* _Instructions for the task_: Please answer from the questionnaire article below: what does it name as one of the best ways to find out exactly what customers want?

* _Supplied text_:
Creating a Questionnaire That Drives Responses

andibreit / Pixabay
Staying competitive in business today requires meeting and exceeding customer expectations. To do that, you first need to know what their expectations are. One of the best ways to find out exactly what your customers want is by collecting customer feedback through questionnaires.
By sending questionnaires to your customers, you can gather insights that will help you improve their experiences and move your business forward. But, as you probably already know, getting responses to your questionnaires isn’t always easy.
The fact is, many questionnaires aren’t designed well, which leads to poor response rates and a lot of wasted effort. The key to driving responses is taking a thoughtful approach to creating a well-designed questionnaire that encourages your customers to share their valuable thoughts with you.

* _Information provided_:
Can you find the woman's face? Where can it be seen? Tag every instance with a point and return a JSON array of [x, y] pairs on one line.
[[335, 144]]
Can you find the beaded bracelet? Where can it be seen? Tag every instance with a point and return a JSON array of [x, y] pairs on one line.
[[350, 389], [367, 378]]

* _Written response_: Collecting customer feedback through questionnaires.